- **Exercise prompt**: Which distinct usernames appear as post headers in the boat rental thread, listing each only once?

- **Source excerpt**:
## Start
# Best place to rent a boat for the day?



## monkfish (Apr 3, 2010)

Want to rent a power boat and do some fishing for the day. Not sure where to go, any suggestions? Gotta be somewhere I can rent a boat with a motor.


----------



## Joseph61189 (Jun 7, 2006)

http://www.causewaysportinggoods.com/boatmotor.asp

The bait shop off of Misquito Lake. Never had a bad experience there


----------



## monkfish (Apr 3, 2010)

Thanks, is that just a row boat with a motor in the back?


----------



## mirrocraft mike (Mar 17, 2006)

monkfish said:


> Thanks, is that just a row boat with a motor in the back?


Yes they are a deep v Maybe 16ft


----------



## tkbiker (Jul 30, 2004)

Dale Walborn Res has boats but i dont know if they are availble to rent yet , i have not been out there this year yet.


----------



## eyecatchum2 (Mar 30, 2010)

last year Pymatuning had a weekday special on pontoons, around $100 for the day and you can fish 4-6 people off it. I did this last year w/ the family and had a picnic and fished, spent the day on the lake, had a nice trip. I think they are running the same special this year. FYI.


----------



## freyedknot (Apr 10, 2004)
## End
- **Material provided**:
## Start
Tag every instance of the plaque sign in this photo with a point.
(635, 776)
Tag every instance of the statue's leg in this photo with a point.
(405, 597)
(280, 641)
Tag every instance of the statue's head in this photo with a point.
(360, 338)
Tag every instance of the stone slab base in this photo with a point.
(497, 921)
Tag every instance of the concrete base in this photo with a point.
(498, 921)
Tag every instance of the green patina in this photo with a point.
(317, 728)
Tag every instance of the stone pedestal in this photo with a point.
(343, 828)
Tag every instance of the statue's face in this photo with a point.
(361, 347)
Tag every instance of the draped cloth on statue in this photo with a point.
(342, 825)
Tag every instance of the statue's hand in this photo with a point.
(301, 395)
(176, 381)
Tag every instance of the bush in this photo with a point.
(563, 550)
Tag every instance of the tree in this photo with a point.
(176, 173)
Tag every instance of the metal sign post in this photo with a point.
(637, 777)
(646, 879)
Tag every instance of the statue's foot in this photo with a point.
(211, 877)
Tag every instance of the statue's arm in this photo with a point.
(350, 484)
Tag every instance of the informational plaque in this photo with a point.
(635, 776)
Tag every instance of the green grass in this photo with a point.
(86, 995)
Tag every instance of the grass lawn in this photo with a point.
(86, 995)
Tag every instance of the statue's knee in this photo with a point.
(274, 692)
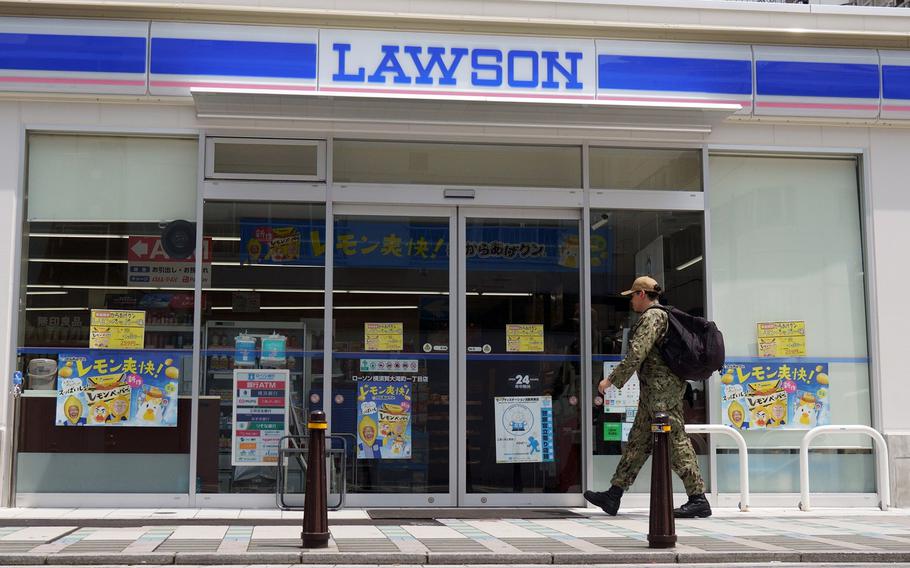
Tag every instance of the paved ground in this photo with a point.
(581, 536)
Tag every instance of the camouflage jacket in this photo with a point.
(661, 390)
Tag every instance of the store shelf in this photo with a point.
(178, 328)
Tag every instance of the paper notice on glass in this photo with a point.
(524, 429)
(524, 338)
(621, 400)
(782, 338)
(117, 329)
(383, 336)
(626, 429)
(260, 418)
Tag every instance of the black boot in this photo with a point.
(696, 506)
(607, 500)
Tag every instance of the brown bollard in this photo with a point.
(661, 526)
(315, 508)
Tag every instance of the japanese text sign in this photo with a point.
(117, 388)
(524, 338)
(782, 339)
(383, 336)
(384, 420)
(784, 396)
(117, 329)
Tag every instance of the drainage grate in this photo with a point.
(89, 546)
(800, 544)
(189, 545)
(618, 543)
(875, 542)
(14, 546)
(275, 545)
(366, 545)
(710, 544)
(453, 545)
(540, 544)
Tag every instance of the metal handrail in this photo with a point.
(743, 455)
(884, 478)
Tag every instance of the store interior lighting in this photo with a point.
(689, 263)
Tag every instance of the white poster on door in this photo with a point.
(524, 429)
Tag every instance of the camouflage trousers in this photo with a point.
(638, 449)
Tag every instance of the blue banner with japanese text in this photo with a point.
(117, 388)
(418, 244)
(782, 396)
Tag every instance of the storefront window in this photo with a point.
(106, 336)
(458, 164)
(646, 168)
(668, 246)
(789, 295)
(391, 356)
(262, 334)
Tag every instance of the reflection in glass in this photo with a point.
(522, 340)
(390, 383)
(262, 309)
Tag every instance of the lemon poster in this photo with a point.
(384, 420)
(782, 396)
(117, 388)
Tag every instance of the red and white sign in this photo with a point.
(149, 265)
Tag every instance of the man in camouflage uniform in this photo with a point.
(661, 391)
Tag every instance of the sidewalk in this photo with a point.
(567, 536)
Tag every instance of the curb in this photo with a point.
(109, 558)
(643, 557)
(491, 559)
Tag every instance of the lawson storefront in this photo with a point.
(217, 228)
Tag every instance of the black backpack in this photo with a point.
(692, 347)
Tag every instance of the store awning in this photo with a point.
(359, 113)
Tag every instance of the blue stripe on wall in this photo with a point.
(98, 54)
(804, 79)
(896, 81)
(172, 56)
(680, 74)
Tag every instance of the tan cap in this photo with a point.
(645, 283)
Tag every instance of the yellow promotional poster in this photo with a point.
(524, 338)
(383, 336)
(117, 388)
(782, 339)
(117, 329)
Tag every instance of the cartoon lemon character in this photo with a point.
(66, 371)
(736, 413)
(367, 430)
(72, 408)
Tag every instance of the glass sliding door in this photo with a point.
(521, 381)
(392, 370)
(262, 341)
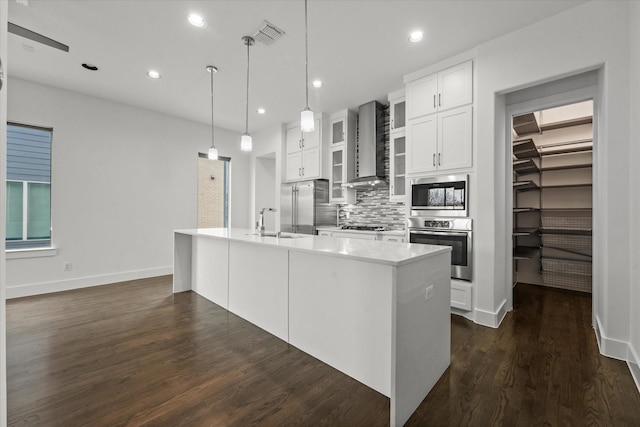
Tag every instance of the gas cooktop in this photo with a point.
(364, 227)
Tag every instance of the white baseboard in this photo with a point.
(491, 319)
(84, 282)
(464, 313)
(610, 347)
(633, 361)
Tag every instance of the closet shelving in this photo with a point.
(562, 240)
(526, 170)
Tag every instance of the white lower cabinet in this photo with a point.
(461, 295)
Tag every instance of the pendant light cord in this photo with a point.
(306, 56)
(248, 42)
(212, 127)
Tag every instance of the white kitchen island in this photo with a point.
(377, 311)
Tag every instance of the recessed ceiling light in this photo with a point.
(416, 36)
(197, 20)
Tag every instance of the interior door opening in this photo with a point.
(552, 158)
(213, 192)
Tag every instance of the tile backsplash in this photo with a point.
(372, 206)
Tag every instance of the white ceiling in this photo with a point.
(358, 48)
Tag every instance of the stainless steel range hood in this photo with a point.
(370, 173)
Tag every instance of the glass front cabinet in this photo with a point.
(397, 146)
(397, 166)
(342, 153)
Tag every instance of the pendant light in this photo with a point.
(213, 151)
(246, 144)
(307, 121)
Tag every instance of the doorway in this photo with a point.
(213, 192)
(552, 193)
(558, 93)
(265, 190)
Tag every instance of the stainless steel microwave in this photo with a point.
(446, 195)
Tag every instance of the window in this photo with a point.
(28, 187)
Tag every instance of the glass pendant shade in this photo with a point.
(307, 121)
(246, 143)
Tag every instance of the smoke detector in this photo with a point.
(268, 33)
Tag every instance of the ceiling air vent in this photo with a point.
(268, 33)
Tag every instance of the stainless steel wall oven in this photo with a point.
(453, 232)
(440, 196)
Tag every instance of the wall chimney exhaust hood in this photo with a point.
(370, 172)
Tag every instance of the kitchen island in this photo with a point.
(377, 311)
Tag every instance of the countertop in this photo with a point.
(380, 252)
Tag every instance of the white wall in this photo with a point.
(123, 178)
(590, 36)
(3, 173)
(634, 131)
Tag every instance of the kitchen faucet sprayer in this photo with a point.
(260, 223)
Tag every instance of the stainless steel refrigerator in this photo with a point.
(305, 205)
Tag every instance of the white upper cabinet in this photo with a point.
(397, 111)
(422, 97)
(397, 166)
(304, 153)
(342, 143)
(455, 86)
(454, 138)
(439, 131)
(441, 91)
(440, 141)
(423, 148)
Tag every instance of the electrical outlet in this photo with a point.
(429, 294)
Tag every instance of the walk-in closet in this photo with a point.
(552, 197)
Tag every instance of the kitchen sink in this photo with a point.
(281, 236)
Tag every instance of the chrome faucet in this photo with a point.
(260, 224)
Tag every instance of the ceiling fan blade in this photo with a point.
(28, 34)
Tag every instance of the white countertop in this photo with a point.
(389, 253)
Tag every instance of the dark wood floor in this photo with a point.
(135, 354)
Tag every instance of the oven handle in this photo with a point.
(441, 233)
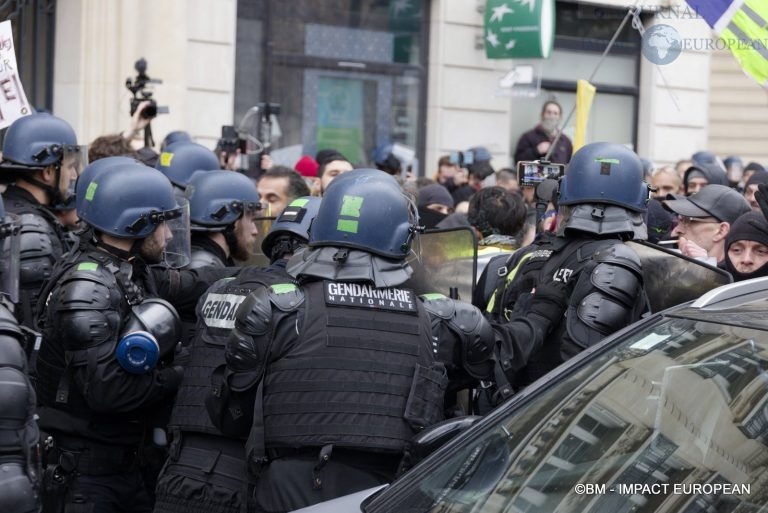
## End
- **Result below**: monkfish, Joseph61189, mirrocraft mike, tkbiker, eyecatchum2, freyedknot